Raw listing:

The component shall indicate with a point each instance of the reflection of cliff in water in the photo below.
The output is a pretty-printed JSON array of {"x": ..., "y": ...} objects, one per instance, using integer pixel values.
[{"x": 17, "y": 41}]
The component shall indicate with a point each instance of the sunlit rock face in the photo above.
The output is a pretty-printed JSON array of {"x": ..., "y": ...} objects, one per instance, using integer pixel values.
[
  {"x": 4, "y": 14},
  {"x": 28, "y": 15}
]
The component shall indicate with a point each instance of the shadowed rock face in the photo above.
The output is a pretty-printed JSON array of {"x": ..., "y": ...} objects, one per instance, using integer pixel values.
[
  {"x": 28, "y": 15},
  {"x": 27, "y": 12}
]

#### [Objective]
Copy out the whole listing above line for line, changing nothing.

#### [Task response]
The component shall indicate with a point each instance of the reflection of cliff in water in the photo below.
The output is a pretty-printed JSON array of {"x": ..., "y": ...} objects, one per instance, using integer pixel values.
[{"x": 17, "y": 41}]
The component shall indicate with a point each instance of the sunlit rock face in the photo above.
The output is a pretty-printed JSON array of {"x": ..., "y": ...} objects, one per instance, using integer pixel values.
[
  {"x": 4, "y": 14},
  {"x": 28, "y": 15}
]
The component shall indicate with a point each instance of the shadowed rock face in the photo above.
The output is a pretty-printed JSON array of {"x": ..., "y": ...} objects, one per instance, using integer pixel values.
[
  {"x": 28, "y": 15},
  {"x": 27, "y": 12}
]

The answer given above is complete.